Input records

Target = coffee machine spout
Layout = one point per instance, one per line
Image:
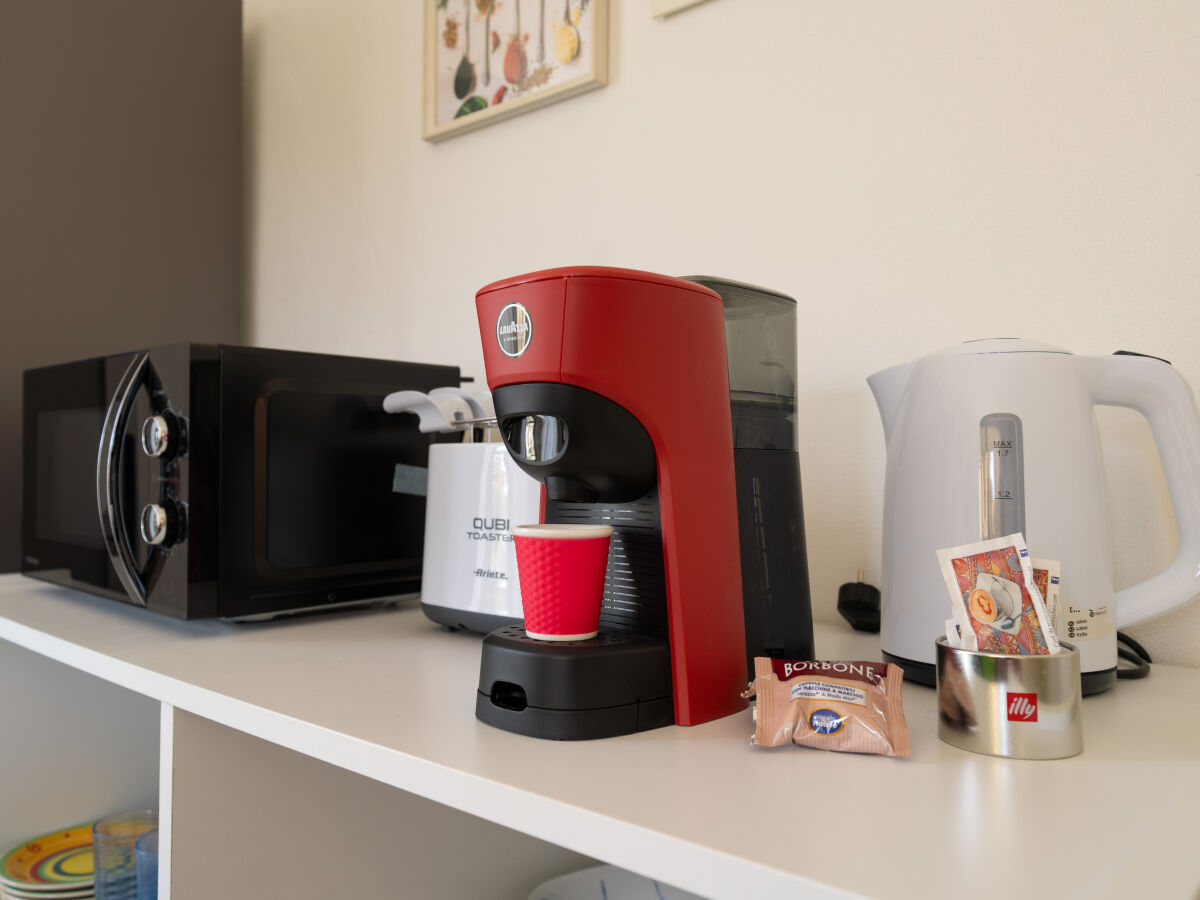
(888, 385)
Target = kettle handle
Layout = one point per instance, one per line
(1156, 390)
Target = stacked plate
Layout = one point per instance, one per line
(52, 867)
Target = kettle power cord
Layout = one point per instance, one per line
(1132, 652)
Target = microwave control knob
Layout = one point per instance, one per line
(160, 436)
(160, 523)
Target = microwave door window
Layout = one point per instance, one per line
(330, 462)
(67, 441)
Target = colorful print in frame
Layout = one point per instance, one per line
(490, 59)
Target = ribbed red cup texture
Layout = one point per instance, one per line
(562, 585)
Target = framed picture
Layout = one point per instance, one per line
(490, 59)
(665, 7)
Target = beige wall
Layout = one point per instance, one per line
(915, 174)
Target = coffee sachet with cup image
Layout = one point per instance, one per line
(849, 706)
(995, 599)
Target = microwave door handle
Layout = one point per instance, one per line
(108, 496)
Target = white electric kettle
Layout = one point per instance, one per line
(1000, 436)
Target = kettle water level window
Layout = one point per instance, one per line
(1001, 477)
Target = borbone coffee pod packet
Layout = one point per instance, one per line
(996, 604)
(849, 706)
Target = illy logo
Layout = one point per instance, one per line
(1023, 707)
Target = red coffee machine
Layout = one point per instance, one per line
(612, 388)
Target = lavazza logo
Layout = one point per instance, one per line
(1023, 707)
(514, 330)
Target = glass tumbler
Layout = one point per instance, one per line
(113, 840)
(145, 852)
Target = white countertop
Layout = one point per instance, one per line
(387, 694)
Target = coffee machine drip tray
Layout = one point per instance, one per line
(616, 683)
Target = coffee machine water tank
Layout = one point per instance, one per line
(760, 342)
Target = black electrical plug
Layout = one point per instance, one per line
(859, 604)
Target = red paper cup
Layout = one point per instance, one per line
(562, 568)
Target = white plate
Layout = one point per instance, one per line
(607, 882)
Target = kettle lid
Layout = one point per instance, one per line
(1000, 345)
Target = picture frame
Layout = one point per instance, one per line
(659, 9)
(485, 60)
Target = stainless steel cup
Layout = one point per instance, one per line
(1026, 707)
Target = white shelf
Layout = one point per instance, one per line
(385, 694)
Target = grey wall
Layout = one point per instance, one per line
(120, 197)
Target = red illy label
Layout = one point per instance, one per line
(1023, 707)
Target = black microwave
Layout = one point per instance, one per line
(205, 480)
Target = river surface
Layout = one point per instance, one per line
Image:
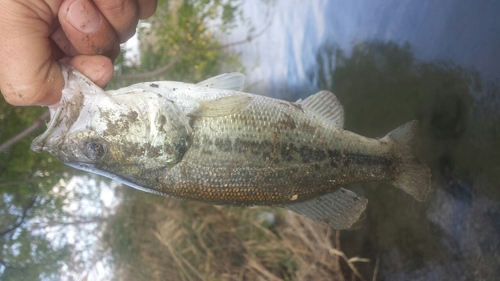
(388, 62)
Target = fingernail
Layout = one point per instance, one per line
(83, 16)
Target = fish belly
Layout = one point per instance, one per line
(273, 153)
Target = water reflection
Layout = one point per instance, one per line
(456, 234)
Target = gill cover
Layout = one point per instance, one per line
(110, 131)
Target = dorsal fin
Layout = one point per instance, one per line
(227, 81)
(325, 106)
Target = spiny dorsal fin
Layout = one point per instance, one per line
(227, 81)
(325, 106)
(222, 106)
(339, 209)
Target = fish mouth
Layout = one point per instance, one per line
(68, 111)
(39, 143)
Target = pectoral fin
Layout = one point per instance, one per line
(339, 209)
(325, 106)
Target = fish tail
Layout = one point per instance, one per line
(413, 177)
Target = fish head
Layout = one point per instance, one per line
(117, 133)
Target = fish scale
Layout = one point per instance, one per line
(213, 143)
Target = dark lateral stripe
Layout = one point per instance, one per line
(306, 154)
(340, 158)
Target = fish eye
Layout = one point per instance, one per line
(94, 150)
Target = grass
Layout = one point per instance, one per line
(183, 240)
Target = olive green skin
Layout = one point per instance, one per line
(270, 153)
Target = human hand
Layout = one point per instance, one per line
(36, 34)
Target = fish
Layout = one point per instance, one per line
(213, 143)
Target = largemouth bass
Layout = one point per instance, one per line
(213, 143)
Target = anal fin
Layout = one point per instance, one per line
(339, 209)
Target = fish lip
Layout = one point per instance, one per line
(56, 116)
(38, 144)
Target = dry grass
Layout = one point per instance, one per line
(192, 241)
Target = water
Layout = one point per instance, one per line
(390, 62)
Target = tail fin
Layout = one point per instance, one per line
(414, 178)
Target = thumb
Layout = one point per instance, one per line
(87, 30)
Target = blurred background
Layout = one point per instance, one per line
(388, 62)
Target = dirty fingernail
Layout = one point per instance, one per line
(83, 16)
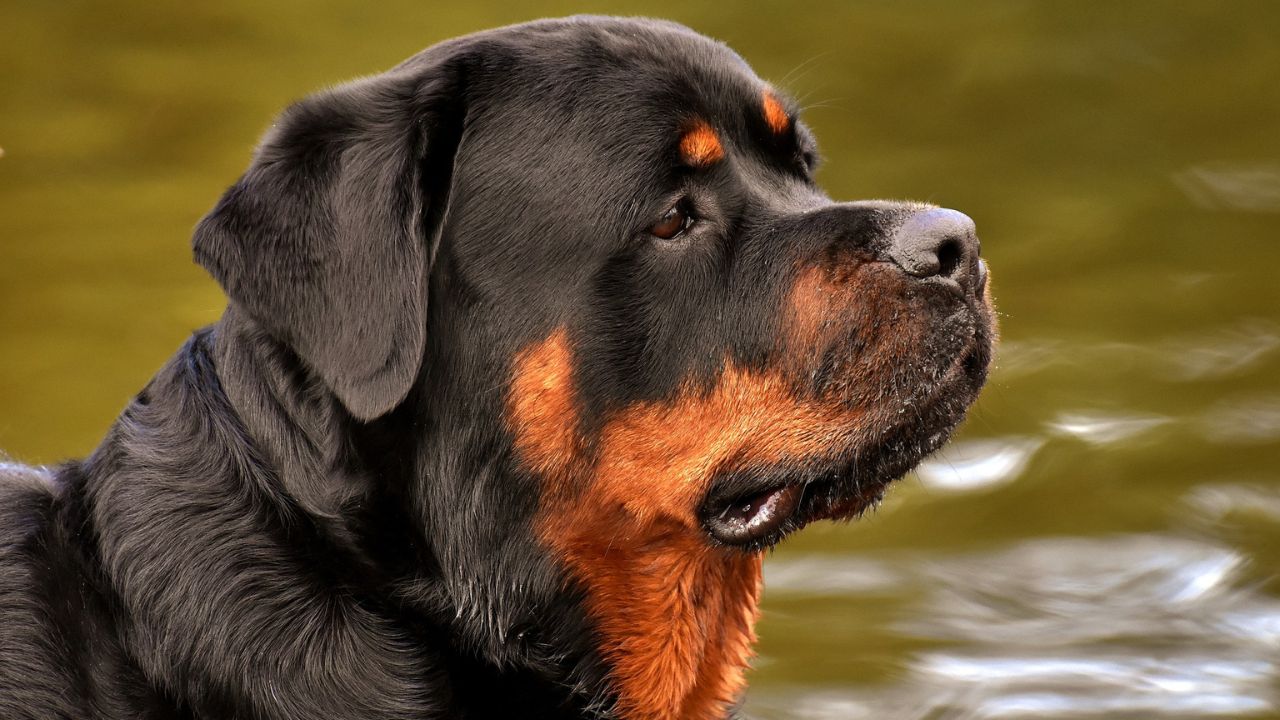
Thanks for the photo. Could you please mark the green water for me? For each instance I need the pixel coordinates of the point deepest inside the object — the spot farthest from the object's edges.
(1102, 541)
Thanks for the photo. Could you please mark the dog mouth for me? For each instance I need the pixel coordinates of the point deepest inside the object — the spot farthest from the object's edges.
(755, 509)
(744, 519)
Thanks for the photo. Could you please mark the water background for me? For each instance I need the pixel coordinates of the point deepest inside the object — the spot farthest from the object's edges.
(1102, 540)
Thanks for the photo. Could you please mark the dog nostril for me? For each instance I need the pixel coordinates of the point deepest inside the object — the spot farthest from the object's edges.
(936, 242)
(950, 255)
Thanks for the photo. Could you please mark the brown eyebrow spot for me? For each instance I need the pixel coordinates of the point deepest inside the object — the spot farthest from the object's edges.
(700, 146)
(775, 115)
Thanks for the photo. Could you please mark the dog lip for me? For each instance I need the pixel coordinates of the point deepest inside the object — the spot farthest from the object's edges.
(749, 518)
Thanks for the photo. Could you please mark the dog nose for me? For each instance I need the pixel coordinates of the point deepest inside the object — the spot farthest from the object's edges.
(938, 242)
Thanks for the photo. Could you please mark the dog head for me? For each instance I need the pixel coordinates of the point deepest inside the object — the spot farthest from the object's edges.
(581, 274)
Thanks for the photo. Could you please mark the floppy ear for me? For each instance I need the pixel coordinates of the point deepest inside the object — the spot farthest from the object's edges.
(328, 238)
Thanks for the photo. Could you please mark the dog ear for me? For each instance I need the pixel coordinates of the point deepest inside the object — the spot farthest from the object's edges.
(328, 238)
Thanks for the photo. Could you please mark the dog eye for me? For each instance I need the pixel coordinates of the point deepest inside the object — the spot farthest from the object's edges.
(673, 222)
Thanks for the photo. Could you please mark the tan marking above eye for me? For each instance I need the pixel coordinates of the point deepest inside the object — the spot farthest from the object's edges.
(775, 115)
(700, 146)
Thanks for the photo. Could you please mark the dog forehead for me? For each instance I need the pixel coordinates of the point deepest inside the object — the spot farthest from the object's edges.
(606, 71)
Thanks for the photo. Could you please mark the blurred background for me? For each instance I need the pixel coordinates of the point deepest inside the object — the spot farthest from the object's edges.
(1104, 537)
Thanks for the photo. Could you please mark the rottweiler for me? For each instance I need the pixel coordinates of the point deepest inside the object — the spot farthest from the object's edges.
(534, 343)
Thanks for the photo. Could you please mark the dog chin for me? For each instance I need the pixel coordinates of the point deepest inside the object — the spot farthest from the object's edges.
(755, 509)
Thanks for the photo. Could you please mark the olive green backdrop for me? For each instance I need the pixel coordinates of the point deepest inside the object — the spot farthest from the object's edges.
(1102, 541)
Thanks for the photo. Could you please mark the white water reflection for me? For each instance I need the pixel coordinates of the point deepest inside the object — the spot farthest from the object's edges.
(1234, 349)
(1146, 625)
(1243, 420)
(1097, 428)
(1221, 352)
(969, 465)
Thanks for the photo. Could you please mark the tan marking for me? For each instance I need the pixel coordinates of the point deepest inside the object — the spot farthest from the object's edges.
(775, 115)
(700, 146)
(675, 614)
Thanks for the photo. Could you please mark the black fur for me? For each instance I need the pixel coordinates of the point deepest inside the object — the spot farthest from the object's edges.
(314, 509)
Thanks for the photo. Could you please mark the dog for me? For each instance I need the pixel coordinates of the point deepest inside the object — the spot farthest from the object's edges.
(534, 343)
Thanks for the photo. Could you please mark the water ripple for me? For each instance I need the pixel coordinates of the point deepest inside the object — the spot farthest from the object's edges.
(1142, 625)
(969, 465)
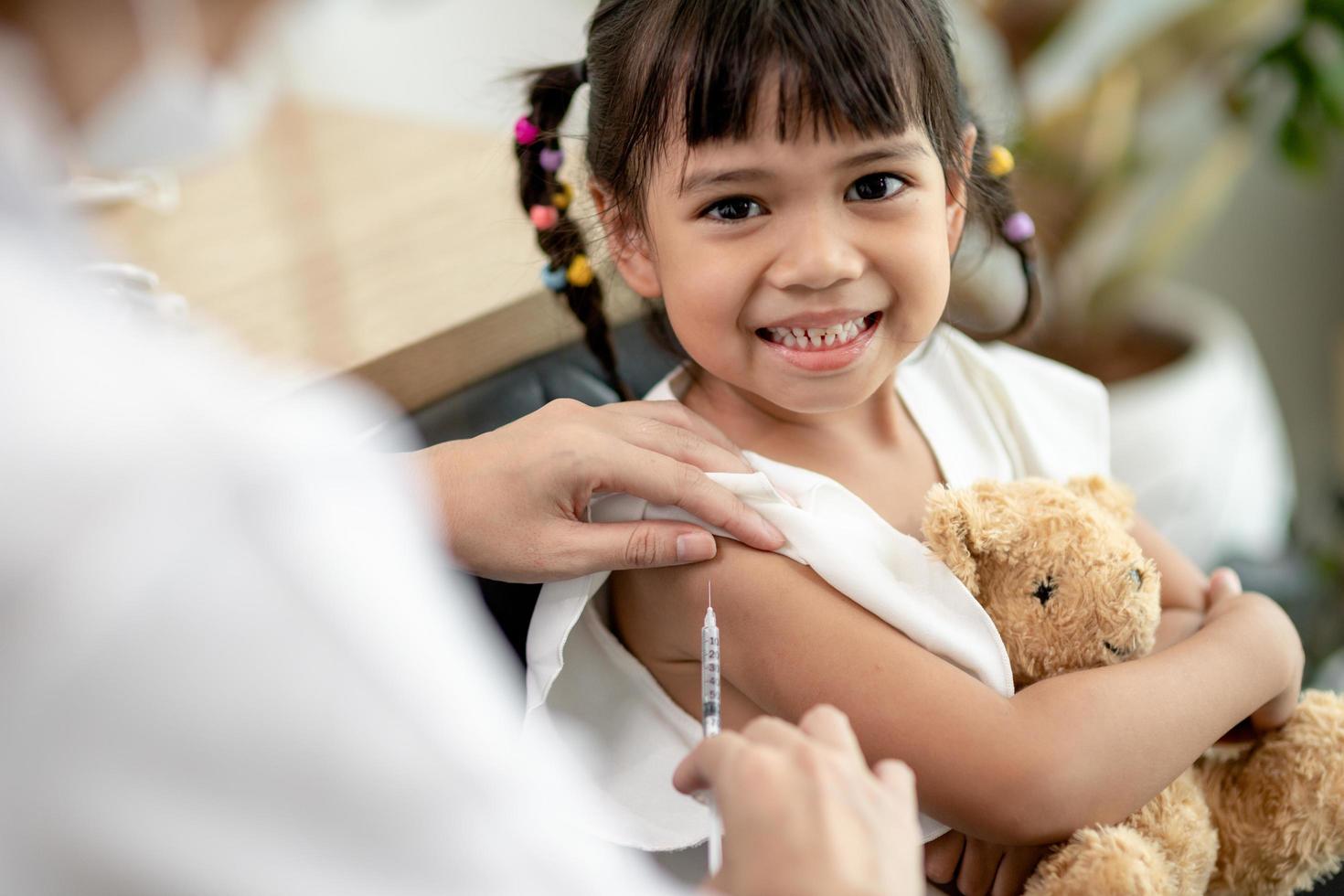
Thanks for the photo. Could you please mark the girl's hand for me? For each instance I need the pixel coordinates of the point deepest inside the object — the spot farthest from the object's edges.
(514, 501)
(1226, 597)
(980, 868)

Aim
What do the lines above say from the line containing "Thanks for the photo. Could you please mark the dog chin" through the last line? Quote them exactly, both ends included, and leave out the pictures.

Exercise result
Thanks for the photo. Could you please mark the dog chin for me? For each instance I need the pixel coordinates of the point deepest inside the object — the spot farthest from the object's edges.
(755, 509)
Thanks for the photo. Could you please mark the olive green backdrop for me? For each instance I need the pixel coordinates of the point deepest inside the object — the spot farthest from the object's edges.
(1102, 541)
Thanks for the photo. Could you please mark the white water reflection for me? For each instance I need the pixel coordinates of the point deepest inside the object — the spot farthest from the object's edges.
(1234, 349)
(1146, 625)
(1243, 420)
(1097, 428)
(1221, 352)
(969, 465)
Thanks for the photo. Could you please mark the tan marking for me? For each instance I need the pixel coordinates of the point deepest inside the object — the spot farthest from the object's edges.
(775, 115)
(700, 146)
(675, 614)
Thanks for the photo. Could you please mark the black fur for me? For each instance I need the pixel coordinates of the point deepest inside the object — the spot farthest from the object's edges.
(314, 509)
Thanks for the photo. Could you please mark the dog for me? For each instance I need the pixel coordinates of the point deepest inside the object — the spot farthest from the object's edges.
(534, 343)
Thanks for the photo. Could you please mark the water ripple for me? For each instance I need the pixel coordinates of the point deepest inside the object — the spot farthest from the object's edges.
(1142, 625)
(969, 465)
Thanks for the photo. Could you please mark the girl's hand for me? For each instance I need the pixel coordinates of the point deepest inside the object — the spot farthest from the object's edges.
(514, 501)
(1226, 597)
(980, 868)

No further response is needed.